#### [REQUESTS]
**A.** Answer these questions using the account of the first sub-four-minute mile:
(i) In what year did Paavo Nurmi run the mile in 4 minutes 10.4 seconds?
(ii) Who lowered the record to 4.01.3 in 1945?
(iii) At which stadium in Oxford did the crowd gather in May 1954?
**B.** For each statement, decide whether it agrees with the account of the first sub-four-minute mile, and quote the words that settle it:
(i) Jack Lovelock was from New Zealand.
(ii) The university runners were evenly matched with their opponents in the mile.
(iii) The attempt was made on a calm afternoon.
**C.** Resume the account of the first sub-four-minute mile, picking up after its final sentence.

--- Start of PASSAGE TO READ ---

The First Sub-Four-Minute Mile
Richard Cavendish describes the race in which Roger Bannister ran the first sub-four-minute mile, on May 6th, 1954.
Breaking four minutes for the mile had been an obsession among middle-distance runners for years. A time of just under four and a half minutes had been recorded far back in 1861 by an Irishman named Heaviside. In 1923 the famous Finnish athlete Paavo Nurmi ran the distance in 4 minutes 10.4 seconds. Slowly the figure came inching down. The New Zealander Jack Lovelock did 4.07.6 in 1933, the Englishman Sydney Wooderson 4.06.4 in 1937, the Swede Arne Andersson 4.01.6 in 1944 and in 1945 another Swede, Gunder Haegg, lowered the record to 4.01.3, only a fraction off the target. At Oxford that windy May afternoon in 1954 a far bigger crowd than would normally have been seen at the university's ramshackle Iffley Road stadium gathered there because word had gone round lecture halls, coffee shops, pubs and places where they sang that something exciting was up. An attempt was to be made on the four-minute barrier as part of a match between the university and a team from the Amateur Athletic Association. As it proved, the mile event was no contest in terms of the match - the university runners were totally outclassed - but it could hardly have rated higher in terms of excitement.

--- End of PASSAGE TO READ ---
--- Start of DATASET EXTRACT ---

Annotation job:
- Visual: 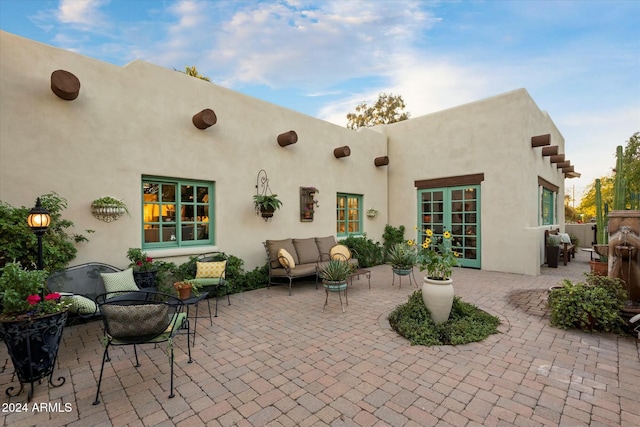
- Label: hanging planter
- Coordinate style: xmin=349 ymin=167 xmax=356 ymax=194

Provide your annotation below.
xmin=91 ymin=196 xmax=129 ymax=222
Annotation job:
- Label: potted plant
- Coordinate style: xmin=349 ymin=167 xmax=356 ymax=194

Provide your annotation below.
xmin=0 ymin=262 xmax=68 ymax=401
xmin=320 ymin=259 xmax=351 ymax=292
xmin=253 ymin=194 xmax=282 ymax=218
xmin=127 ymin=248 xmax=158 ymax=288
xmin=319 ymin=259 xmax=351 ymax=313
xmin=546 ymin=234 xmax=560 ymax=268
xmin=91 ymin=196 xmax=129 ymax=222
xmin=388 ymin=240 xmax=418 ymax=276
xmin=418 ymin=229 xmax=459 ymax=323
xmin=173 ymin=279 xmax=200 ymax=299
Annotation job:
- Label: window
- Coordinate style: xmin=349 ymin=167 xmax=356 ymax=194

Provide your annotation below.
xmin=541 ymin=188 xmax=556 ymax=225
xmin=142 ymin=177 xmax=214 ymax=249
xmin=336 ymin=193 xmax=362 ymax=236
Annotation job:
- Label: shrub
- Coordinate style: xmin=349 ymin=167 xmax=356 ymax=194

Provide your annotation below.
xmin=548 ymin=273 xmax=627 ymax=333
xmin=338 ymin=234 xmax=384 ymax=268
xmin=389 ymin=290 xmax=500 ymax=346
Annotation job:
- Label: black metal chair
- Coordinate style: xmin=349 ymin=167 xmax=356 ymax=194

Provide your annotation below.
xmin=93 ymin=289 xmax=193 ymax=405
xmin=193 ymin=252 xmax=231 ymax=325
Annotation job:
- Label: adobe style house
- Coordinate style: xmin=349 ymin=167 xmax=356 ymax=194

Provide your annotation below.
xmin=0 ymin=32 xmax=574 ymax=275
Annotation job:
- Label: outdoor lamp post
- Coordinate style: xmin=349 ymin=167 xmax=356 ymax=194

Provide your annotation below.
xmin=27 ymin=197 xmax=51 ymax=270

--- End of DATASET EXTRACT ---
--- Start of DATASET EXTRACT ---

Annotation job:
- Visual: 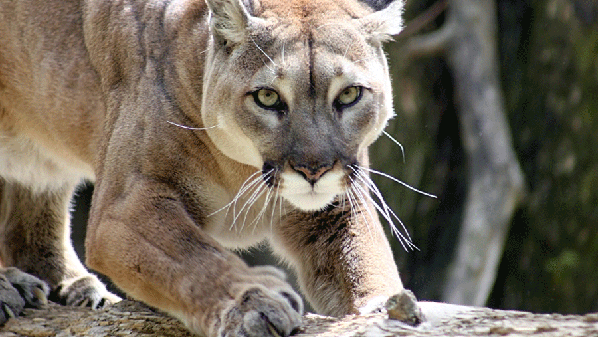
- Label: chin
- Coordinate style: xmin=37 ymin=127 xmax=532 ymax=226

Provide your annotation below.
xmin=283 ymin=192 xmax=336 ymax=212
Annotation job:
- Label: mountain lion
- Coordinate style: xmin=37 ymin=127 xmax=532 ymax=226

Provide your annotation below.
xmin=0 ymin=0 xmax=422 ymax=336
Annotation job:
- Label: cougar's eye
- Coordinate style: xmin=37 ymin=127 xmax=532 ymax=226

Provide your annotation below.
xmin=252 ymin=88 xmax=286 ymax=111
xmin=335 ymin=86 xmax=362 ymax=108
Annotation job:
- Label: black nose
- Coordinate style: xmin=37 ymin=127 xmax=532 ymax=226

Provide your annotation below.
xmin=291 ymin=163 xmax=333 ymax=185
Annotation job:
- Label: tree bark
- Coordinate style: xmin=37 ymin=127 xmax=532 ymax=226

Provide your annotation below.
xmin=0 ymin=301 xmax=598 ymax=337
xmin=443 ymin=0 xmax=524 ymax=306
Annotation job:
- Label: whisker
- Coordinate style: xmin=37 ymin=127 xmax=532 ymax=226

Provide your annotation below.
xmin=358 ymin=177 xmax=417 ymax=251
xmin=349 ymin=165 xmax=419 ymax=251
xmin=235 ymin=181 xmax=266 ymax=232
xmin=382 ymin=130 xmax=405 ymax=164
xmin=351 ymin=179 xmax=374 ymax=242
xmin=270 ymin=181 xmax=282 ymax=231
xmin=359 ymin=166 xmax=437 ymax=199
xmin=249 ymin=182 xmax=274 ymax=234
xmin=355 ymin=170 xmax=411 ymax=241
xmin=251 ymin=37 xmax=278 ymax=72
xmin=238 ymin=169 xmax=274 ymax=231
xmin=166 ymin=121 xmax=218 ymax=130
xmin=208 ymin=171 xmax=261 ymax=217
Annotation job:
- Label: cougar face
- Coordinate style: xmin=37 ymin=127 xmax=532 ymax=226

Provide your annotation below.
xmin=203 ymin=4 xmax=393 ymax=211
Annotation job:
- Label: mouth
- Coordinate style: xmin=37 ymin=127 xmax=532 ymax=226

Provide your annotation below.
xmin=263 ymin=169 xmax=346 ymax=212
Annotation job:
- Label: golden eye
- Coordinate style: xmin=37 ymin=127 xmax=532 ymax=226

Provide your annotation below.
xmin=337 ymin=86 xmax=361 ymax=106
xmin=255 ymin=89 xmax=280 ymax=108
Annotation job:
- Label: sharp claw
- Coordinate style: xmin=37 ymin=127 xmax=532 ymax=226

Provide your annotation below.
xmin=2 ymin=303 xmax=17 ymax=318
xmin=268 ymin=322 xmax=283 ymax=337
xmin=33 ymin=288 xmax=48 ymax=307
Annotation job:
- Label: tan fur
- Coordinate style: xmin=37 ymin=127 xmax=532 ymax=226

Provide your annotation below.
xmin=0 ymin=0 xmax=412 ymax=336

--- End of DATASET EXTRACT ---

#### [THE RESULTS]
**A.**
(i) 1923
(ii) Gunder Haegg
(iii) The university's Iffley Road stadium

**B.**
(i) Yes: "The New Zealander Jack Lovelock did 4.07.6 in 1933"
(ii) No: "the university runners were totally outclassed"
(iii) No: "that windy May afternoon in 1954"

**C.**
The three principal runners involved for the AAA were Roger Bannister, Chris Chataway and Chris Brasher, and the attempt had been carefully planned between them, though down to the last moment they had misgivings about the weather conditions. The bespectacled Brasher set a pace for the first two laps which Bannister at the time feared was too slow (as he revealed in his book, The First Four Minutes), but it proved to be exactly right. The halfway mark was reached in 1 minute 58 seconds. The diminutive Chataway took the lead halfway through the third lap, with the far taller Bannister looming leanly behind him. On they went until the far straight of the last lap, when Bannister lengthened his stride, passed Chataway at speed and thundered majestically round the final bend. Head back, arms splaying out, he broke the tape, where an official with a nonchalant pipe in his mouth was concentrating on a stopwatch. Chataway came gamely in not far behind in second place and Brasher finished fourth.
There was a long pause while everyone waited in pent-up excitement until at last the race announcer solemnly gave out the result, saying who had won, who had come second and so on. Then he took a breath and said, 'Time...' and waited evilly to notch the tension even higher before going on to announce 'Three minutes...' The rest was lost in a storm of cheering, but the winning time turned out to have been 3.59.4. It was less than a second under the mark, but the job was done and no one who saw it done that day is ever likely to forget it.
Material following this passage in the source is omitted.